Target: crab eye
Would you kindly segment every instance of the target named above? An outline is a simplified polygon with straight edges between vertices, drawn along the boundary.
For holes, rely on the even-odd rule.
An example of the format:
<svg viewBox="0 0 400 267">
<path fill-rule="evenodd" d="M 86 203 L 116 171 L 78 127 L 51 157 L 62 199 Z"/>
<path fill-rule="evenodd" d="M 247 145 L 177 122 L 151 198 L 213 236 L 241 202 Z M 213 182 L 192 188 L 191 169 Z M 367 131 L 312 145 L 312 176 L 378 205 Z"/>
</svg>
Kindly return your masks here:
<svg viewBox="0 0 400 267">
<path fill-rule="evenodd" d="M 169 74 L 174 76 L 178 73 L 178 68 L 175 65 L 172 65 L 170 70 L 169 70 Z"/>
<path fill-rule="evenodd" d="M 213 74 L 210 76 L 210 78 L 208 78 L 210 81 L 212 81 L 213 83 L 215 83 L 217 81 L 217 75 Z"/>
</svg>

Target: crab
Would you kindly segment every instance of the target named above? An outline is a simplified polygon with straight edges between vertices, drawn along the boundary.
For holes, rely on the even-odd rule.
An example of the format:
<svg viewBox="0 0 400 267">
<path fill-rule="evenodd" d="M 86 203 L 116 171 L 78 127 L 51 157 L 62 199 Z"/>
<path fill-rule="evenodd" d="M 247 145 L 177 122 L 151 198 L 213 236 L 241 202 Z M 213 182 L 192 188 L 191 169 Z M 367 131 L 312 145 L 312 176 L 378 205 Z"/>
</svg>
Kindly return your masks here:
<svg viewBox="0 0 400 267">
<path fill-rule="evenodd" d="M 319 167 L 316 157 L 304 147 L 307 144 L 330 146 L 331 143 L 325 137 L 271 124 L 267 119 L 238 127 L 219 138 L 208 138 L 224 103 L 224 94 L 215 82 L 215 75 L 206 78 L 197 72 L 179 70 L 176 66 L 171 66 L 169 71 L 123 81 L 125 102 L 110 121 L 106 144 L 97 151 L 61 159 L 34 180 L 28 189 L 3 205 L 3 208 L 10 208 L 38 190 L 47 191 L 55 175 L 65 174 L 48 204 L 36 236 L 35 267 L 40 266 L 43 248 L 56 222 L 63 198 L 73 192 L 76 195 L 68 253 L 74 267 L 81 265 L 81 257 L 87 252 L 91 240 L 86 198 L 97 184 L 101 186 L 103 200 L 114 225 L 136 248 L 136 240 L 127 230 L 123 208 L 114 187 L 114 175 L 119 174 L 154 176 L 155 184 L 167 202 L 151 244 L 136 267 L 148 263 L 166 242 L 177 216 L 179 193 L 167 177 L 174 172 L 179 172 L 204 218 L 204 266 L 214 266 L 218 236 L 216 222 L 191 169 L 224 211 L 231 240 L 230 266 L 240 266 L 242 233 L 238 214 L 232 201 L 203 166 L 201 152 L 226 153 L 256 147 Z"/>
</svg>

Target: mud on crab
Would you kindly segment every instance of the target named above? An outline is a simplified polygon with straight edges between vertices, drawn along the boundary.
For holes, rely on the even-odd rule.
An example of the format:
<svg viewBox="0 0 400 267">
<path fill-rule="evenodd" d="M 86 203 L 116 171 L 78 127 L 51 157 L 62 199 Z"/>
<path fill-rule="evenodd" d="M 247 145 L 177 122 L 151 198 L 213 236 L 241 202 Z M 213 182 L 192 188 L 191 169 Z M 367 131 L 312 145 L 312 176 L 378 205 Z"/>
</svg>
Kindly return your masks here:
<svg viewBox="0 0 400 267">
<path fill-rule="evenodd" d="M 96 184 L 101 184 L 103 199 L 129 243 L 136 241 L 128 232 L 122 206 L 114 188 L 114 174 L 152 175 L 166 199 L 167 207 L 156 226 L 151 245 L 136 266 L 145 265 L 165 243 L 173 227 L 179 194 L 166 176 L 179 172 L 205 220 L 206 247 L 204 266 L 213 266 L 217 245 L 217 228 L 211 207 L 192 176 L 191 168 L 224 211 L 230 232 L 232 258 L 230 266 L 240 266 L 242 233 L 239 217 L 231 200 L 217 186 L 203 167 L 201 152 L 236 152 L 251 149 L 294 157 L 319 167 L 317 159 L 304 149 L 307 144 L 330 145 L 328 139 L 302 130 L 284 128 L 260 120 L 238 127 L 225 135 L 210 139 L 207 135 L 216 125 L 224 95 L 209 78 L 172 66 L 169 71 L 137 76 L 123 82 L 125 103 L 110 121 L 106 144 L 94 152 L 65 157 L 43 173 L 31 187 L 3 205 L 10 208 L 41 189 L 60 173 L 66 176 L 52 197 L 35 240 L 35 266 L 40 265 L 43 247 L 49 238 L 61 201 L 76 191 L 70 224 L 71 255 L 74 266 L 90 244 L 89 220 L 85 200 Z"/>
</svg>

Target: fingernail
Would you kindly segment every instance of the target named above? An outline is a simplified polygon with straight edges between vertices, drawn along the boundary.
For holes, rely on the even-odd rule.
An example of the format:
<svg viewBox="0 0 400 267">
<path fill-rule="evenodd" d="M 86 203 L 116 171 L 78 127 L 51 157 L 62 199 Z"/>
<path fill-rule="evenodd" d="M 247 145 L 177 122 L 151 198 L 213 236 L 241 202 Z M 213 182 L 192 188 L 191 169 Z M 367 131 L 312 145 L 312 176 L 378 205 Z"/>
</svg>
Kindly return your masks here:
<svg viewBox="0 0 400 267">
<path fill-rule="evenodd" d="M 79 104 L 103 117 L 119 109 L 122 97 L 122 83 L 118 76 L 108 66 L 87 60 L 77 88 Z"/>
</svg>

YOUR ASSIGNMENT: Produce a verbatim transcript of the material above.

TASK ANSWER:
Target: crab eye
Would you kindly segment every instance of the target named above? An outline is a simplified polygon with straight edges between vertices, drawn along the boundary.
For holes, rely on the even-odd rule.
An example of the format:
<svg viewBox="0 0 400 267">
<path fill-rule="evenodd" d="M 86 203 L 116 171 L 78 127 L 51 157 L 62 199 Z"/>
<path fill-rule="evenodd" d="M 247 145 L 177 122 L 151 198 L 213 236 L 241 202 Z M 213 182 L 192 188 L 191 169 Z M 367 131 L 312 145 L 312 176 L 378 205 Z"/>
</svg>
Kindly return your masks here:
<svg viewBox="0 0 400 267">
<path fill-rule="evenodd" d="M 169 74 L 174 76 L 178 73 L 178 68 L 175 65 L 172 65 L 170 70 L 169 70 Z"/>
<path fill-rule="evenodd" d="M 213 74 L 210 76 L 210 78 L 208 78 L 210 81 L 212 81 L 213 83 L 215 83 L 217 81 L 217 75 Z"/>
</svg>

Target: crab
Would you kindly segment every instance of the target named above? An outline is a simplified polygon with straight edges between vertices, drawn along the boundary.
For holes, rely on the even-odd rule.
An example of the format:
<svg viewBox="0 0 400 267">
<path fill-rule="evenodd" d="M 86 203 L 116 171 L 78 127 L 51 157 L 62 199 Z"/>
<path fill-rule="evenodd" d="M 247 145 L 177 122 L 151 198 L 213 236 L 241 202 Z M 213 182 L 192 188 L 191 169 Z M 367 131 L 312 145 L 312 176 L 378 205 Z"/>
</svg>
Kindly return your masks here:
<svg viewBox="0 0 400 267">
<path fill-rule="evenodd" d="M 319 167 L 316 157 L 304 147 L 307 144 L 330 146 L 331 143 L 325 137 L 271 124 L 267 119 L 238 127 L 219 138 L 208 138 L 224 103 L 224 94 L 215 82 L 215 75 L 206 78 L 197 72 L 179 70 L 176 66 L 171 66 L 169 71 L 123 81 L 125 102 L 110 121 L 106 144 L 97 151 L 61 159 L 34 180 L 28 189 L 3 205 L 3 208 L 10 208 L 38 190 L 47 191 L 55 175 L 65 174 L 48 204 L 36 236 L 35 267 L 40 266 L 43 248 L 56 222 L 63 198 L 73 192 L 76 195 L 68 253 L 74 267 L 81 265 L 81 257 L 87 252 L 91 240 L 86 198 L 97 184 L 101 186 L 103 200 L 114 225 L 136 248 L 136 240 L 127 230 L 123 208 L 114 187 L 114 175 L 119 174 L 154 176 L 155 184 L 167 202 L 151 244 L 136 267 L 148 263 L 166 242 L 177 216 L 179 193 L 167 177 L 174 172 L 179 172 L 204 218 L 204 266 L 214 266 L 218 236 L 216 222 L 191 169 L 224 211 L 231 240 L 230 266 L 240 266 L 242 233 L 238 214 L 232 201 L 203 166 L 201 152 L 226 153 L 256 147 Z"/>
</svg>

Target: mud on crab
Would you kindly segment every instance of the target named above? An outline is a simplified polygon with straight edges between vertices, drawn along the boundary.
For holes, rely on the even-odd rule.
An example of the format:
<svg viewBox="0 0 400 267">
<path fill-rule="evenodd" d="M 86 203 L 116 171 L 78 127 L 51 157 L 62 199 Z"/>
<path fill-rule="evenodd" d="M 247 145 L 177 122 L 151 198 L 213 236 L 241 202 Z M 213 182 L 192 188 L 191 169 Z M 367 131 L 312 145 L 312 176 L 378 205 Z"/>
</svg>
Kindly return your masks here:
<svg viewBox="0 0 400 267">
<path fill-rule="evenodd" d="M 96 184 L 101 184 L 103 199 L 129 243 L 136 241 L 128 232 L 122 206 L 114 188 L 114 174 L 152 175 L 166 199 L 167 207 L 156 226 L 151 245 L 136 266 L 145 265 L 165 243 L 173 227 L 179 194 L 166 176 L 179 172 L 205 220 L 206 247 L 204 266 L 213 266 L 217 245 L 217 228 L 211 207 L 192 176 L 191 168 L 224 211 L 230 232 L 232 258 L 230 266 L 240 266 L 242 233 L 239 217 L 231 200 L 217 186 L 203 167 L 201 152 L 236 152 L 251 149 L 294 157 L 319 167 L 317 159 L 304 149 L 307 144 L 330 145 L 328 139 L 302 130 L 284 128 L 260 120 L 238 127 L 225 135 L 210 139 L 207 135 L 216 125 L 224 95 L 209 78 L 172 66 L 169 71 L 137 76 L 123 82 L 125 103 L 110 121 L 106 144 L 94 152 L 65 157 L 43 173 L 31 187 L 3 205 L 10 208 L 41 189 L 60 173 L 66 176 L 52 197 L 35 240 L 35 266 L 40 265 L 43 247 L 49 238 L 61 201 L 76 191 L 70 224 L 71 255 L 74 266 L 90 244 L 89 220 L 85 200 Z"/>
</svg>

Target: fingernail
Would you kindly segment every instance of the target named above? An outline is a simplified polygon with straight edges between vertices, drawn along the boundary.
For holes, rely on the even-odd rule.
An example of the format:
<svg viewBox="0 0 400 267">
<path fill-rule="evenodd" d="M 86 203 L 116 171 L 78 127 L 51 157 L 62 199 Z"/>
<path fill-rule="evenodd" d="M 247 145 L 177 122 L 151 198 L 213 236 L 241 202 Z M 213 182 L 192 188 L 191 169 Z M 367 131 L 312 145 L 312 176 L 378 205 Z"/>
</svg>
Kindly return your masks here:
<svg viewBox="0 0 400 267">
<path fill-rule="evenodd" d="M 79 104 L 103 117 L 119 109 L 122 97 L 122 83 L 118 76 L 108 66 L 87 60 L 77 88 Z"/>
</svg>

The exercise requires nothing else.